[DOCUMENT EXCERPT]
+ + + +
Step Three in the Democrats’ political revival, then, is to develop and promote a new regional revival strategy—and the “region” is really non-metropolitan America. With manufacturing employing a steadily smaller share of the nation’s work force, that’s not an easy challenge. And the kind of instant mass employment created by the WPA—most of whose workers used picks and shovels—can’t easily be recreated today, either.

But that doesn’t mean the Democrats’ hands are tied. For starters, the Democrats should support not simply more infrastructure spending, but specific infrastructure development plans for every state, and an infrastructure bank, or a system of regional infrastructure banks, that could fund them. In the 1970s and ‘80s, Californians were presented with ballot measures that would authorize public bonding to create infrastructure projects; they almost always failed. Once the authors of such proposals wised up and began promoting ballot measures that specified which highways would be built where, and which upgraded, and which districts would get more schools and more parks, the ballot measures began to pass. This is not to say that the national Democrats need to get that specific, of course, but it would be a good idea to develop outlines for plans in each of the 50 states. Those plans could also include, as Vox editor and Prospect alum Matt Yglesias has suggested, relocating agencies of the federal government to different parts of the country, and finding ways to incentivize corporations to move operations outside the nation’s mega-cities.
+ + + +
[EXERCISE DATA]
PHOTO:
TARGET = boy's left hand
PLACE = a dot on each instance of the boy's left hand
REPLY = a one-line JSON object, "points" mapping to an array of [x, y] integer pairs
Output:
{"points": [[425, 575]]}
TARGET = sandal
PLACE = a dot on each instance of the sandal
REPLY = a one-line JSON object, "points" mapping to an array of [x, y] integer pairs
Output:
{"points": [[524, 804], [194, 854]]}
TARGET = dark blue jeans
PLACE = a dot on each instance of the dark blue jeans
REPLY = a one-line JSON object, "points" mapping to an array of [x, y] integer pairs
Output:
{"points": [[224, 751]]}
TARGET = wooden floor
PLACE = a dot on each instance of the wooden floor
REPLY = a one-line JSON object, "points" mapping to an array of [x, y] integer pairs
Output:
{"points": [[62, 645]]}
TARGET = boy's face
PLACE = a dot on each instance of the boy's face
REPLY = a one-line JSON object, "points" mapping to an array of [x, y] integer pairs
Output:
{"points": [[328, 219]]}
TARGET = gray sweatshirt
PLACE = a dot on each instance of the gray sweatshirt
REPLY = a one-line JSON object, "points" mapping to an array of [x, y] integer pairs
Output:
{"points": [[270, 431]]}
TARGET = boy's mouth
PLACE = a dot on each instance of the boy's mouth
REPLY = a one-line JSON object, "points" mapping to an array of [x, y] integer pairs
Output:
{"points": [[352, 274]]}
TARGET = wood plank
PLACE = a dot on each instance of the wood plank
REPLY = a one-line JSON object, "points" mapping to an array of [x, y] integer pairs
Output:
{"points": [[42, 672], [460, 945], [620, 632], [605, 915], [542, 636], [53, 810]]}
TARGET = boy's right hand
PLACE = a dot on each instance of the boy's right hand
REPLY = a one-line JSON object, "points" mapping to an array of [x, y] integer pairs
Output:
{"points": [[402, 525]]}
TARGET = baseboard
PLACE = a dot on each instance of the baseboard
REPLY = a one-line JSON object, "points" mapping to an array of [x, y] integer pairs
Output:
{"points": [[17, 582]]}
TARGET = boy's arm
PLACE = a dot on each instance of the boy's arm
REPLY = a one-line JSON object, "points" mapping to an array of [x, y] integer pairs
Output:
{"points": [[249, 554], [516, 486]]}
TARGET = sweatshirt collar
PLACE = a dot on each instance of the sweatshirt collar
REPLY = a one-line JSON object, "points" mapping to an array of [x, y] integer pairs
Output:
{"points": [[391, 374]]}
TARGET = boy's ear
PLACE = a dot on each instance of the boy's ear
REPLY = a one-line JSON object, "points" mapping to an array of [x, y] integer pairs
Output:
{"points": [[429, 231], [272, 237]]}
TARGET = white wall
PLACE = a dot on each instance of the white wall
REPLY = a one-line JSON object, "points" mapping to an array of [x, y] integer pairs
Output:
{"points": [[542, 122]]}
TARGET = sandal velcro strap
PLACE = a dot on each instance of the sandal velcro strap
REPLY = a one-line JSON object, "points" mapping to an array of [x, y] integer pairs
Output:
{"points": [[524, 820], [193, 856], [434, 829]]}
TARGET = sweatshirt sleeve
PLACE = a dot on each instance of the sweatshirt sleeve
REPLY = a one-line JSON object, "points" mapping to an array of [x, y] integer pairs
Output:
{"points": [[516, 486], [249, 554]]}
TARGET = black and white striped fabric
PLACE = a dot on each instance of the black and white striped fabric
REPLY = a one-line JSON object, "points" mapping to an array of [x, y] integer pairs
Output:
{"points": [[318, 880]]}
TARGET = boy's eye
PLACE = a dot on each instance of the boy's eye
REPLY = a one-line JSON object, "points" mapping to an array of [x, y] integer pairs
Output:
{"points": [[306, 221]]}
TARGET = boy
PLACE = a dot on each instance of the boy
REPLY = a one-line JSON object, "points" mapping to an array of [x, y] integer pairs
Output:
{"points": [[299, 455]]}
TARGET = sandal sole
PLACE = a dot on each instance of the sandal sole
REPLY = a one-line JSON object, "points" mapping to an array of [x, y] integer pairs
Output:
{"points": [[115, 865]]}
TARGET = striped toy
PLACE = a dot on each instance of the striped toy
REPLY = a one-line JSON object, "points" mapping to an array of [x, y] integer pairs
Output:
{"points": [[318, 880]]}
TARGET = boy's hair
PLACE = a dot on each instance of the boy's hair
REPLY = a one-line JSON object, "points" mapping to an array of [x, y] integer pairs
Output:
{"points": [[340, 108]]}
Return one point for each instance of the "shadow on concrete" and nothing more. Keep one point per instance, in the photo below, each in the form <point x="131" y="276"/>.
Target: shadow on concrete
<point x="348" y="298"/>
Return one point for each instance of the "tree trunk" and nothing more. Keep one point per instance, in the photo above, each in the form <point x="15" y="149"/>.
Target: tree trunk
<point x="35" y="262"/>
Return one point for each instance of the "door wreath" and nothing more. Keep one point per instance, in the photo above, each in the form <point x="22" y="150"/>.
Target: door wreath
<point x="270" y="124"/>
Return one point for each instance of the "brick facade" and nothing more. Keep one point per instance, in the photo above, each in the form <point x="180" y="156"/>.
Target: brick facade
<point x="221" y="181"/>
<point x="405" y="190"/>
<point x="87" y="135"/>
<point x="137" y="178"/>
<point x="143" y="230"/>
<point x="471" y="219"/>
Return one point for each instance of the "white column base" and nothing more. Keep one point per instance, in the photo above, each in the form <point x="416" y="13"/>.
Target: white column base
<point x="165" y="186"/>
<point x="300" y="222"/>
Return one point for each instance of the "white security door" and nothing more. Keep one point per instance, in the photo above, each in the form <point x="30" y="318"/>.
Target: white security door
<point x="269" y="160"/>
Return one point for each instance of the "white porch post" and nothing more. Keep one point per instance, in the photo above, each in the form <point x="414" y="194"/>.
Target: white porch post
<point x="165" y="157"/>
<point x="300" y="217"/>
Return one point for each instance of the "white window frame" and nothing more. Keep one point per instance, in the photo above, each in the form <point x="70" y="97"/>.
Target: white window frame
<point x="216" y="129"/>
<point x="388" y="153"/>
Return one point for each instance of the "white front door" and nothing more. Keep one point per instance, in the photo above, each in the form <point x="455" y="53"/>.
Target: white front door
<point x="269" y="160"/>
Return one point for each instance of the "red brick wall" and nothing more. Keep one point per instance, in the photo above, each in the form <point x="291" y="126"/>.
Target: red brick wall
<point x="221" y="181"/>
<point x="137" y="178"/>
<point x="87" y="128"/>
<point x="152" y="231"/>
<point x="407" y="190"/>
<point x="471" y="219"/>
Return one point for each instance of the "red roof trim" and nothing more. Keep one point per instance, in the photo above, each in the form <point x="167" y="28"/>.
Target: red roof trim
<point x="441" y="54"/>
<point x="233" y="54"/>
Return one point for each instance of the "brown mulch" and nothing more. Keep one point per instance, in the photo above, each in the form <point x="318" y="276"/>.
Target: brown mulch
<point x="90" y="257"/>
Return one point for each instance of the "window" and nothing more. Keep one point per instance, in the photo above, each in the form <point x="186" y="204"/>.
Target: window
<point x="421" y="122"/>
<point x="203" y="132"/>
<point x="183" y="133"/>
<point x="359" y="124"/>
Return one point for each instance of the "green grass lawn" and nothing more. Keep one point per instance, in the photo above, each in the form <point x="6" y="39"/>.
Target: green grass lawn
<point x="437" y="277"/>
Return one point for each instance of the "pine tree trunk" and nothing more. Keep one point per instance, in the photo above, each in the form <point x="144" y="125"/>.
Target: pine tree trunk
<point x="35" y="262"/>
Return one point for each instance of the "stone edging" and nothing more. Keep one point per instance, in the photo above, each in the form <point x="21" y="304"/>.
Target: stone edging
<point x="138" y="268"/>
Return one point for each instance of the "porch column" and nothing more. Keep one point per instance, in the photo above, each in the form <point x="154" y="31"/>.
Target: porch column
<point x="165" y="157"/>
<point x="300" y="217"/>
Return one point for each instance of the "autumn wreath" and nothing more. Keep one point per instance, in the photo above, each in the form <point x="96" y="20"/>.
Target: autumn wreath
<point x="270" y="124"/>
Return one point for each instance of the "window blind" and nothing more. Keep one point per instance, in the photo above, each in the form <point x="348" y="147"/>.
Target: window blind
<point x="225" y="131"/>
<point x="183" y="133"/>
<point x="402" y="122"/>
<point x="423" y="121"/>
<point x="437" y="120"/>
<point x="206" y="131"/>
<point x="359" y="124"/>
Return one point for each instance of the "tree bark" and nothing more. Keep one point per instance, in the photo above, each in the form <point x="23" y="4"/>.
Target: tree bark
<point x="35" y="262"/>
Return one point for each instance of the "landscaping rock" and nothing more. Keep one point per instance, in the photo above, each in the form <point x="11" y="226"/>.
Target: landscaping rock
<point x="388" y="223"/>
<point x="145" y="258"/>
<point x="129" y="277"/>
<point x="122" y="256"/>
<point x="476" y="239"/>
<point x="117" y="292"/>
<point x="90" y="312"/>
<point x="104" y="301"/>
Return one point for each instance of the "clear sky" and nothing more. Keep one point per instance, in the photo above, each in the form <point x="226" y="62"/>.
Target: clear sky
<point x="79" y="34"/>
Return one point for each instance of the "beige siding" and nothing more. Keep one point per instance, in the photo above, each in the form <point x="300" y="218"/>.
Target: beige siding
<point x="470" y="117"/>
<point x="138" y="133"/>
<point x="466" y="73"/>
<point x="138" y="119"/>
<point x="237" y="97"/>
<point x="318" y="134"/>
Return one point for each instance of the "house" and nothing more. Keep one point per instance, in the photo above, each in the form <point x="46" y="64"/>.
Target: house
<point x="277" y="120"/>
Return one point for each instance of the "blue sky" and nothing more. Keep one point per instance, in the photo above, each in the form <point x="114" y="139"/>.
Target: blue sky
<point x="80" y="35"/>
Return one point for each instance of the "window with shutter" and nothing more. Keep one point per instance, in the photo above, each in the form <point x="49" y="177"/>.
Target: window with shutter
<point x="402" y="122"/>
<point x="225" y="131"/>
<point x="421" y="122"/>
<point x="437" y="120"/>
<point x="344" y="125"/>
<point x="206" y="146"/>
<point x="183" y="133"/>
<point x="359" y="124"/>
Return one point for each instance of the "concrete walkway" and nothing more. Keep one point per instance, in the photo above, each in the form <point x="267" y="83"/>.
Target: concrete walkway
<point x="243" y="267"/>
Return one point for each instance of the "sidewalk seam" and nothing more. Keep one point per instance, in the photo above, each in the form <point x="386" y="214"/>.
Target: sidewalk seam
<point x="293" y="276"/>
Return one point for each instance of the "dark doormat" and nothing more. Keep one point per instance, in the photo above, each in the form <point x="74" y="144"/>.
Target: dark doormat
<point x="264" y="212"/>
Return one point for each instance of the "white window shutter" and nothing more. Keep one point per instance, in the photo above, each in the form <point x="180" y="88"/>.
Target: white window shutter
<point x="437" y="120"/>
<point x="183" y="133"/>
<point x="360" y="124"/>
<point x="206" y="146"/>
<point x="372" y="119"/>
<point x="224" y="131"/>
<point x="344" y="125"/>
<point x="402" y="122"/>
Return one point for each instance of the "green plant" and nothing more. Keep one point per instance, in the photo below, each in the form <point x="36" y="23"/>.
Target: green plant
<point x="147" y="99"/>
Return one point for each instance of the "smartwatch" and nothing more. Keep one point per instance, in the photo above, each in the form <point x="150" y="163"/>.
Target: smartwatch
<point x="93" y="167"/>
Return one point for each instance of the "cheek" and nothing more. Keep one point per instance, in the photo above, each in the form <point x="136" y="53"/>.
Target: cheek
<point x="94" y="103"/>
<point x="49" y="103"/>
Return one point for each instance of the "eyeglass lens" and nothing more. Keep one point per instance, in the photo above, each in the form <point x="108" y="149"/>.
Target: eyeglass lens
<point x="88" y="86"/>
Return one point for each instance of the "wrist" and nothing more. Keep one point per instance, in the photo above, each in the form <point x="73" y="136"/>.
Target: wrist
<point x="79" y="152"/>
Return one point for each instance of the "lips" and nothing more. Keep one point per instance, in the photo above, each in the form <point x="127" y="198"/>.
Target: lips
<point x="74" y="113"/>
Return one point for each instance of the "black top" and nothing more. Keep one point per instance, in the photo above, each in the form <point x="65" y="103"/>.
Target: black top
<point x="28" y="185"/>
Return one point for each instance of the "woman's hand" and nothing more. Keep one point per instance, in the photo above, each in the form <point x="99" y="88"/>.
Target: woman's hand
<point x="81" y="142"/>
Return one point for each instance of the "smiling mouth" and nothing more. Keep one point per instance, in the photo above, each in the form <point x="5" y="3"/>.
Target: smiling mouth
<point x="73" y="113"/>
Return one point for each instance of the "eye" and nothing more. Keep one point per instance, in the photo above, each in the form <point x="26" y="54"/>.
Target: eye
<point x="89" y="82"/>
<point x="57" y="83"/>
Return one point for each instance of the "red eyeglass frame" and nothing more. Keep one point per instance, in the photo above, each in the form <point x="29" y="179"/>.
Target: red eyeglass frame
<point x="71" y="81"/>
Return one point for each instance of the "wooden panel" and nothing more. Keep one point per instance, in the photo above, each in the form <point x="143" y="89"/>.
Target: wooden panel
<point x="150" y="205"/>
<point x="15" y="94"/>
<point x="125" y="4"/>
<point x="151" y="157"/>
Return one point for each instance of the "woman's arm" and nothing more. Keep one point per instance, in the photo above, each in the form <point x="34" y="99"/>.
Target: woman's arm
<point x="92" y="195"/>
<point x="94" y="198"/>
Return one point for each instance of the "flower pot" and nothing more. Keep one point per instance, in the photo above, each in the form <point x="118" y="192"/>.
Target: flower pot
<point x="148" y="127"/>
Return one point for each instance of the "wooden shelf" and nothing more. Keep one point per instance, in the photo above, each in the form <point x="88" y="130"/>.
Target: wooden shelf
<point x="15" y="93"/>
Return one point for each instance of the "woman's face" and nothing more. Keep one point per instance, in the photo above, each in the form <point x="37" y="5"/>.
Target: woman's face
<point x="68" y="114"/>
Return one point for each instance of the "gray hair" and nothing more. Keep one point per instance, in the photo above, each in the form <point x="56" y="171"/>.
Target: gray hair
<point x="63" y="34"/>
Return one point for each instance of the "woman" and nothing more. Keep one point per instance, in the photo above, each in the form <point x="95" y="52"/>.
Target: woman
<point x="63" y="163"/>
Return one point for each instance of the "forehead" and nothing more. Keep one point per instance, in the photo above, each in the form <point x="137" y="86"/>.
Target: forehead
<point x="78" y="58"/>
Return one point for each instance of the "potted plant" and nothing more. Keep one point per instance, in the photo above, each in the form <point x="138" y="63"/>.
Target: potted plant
+ + + +
[PROMPT 1] According to the excerpt on the Democrats' regional revival strategy, how did California ballot measures authorizing public bonding for infrastructure fare in the 1970s and '80s?
[PROMPT 2] Proceed with the excerpt on the Democrats' regional revival strategy, writing on from its final sentence.
The records come from a different source than the excerpt.

[RESPONSE 1] They almost always failed.

[RESPONSE 2]
If the Democrats need a 50-state political strategy, they need to pair it up with a 50-state economic strategy.

Many of the party’s existing economic plans play well in both spheres of underdevelopment, the urban and the rural, and among groups found in both places, such as millennials. Reducing costs and/or eliminating tuition at public colleges and universities is popular everywhere. The public’s level of support for Medicaid, which Paul Ryan’s proposed ACA repeal sought to slash, is overwhelming: a Quinnipiac Poll from March found just 22 percent favored cuts while 74 percent opposed them; among white working class respondents, 29 percent favored the cuts and 66 percent didn’t. The declining incomes of white workers and the rising eligibility thresholds of the ACA have combined to de-stigmatize Medicaid in ways that Ryan and his ilk failed to anticipate.

But just as Democrats speak to preponderantly urban and largely minority service sector workers not just with national programs but also with their support for raising the local minimum wage and kindred measures, they need to speak to preponderantly non-metropolitan and largely white working class voters with policies for non-metropolitan development and job creation. Donald Trump won the White House on vague promises to do that, fool’s gold though they’ll turn out to be.

Now, the Democrats need to deliver the real thing.

They did once. In 1959, as he was beginning his not-quite-public campaign for the presidency, Lyndon Johnson traveled to Hyde Park to speak about his political hero, Franklin Roosevelt. Here is what Johnson said:

He was a New Yorker and an Easterner. But one of the first tasks which he set himself was the raising up of the South, economic problem number one, still suffering from the destruction of capital in the War Between the States. He was an Easterner and a New Yorker, but the second important task he set himself was to bring to the West the electric power, the rural electrification and the water which it needed to grow. And the West and the South will forever love him—and follow where he led.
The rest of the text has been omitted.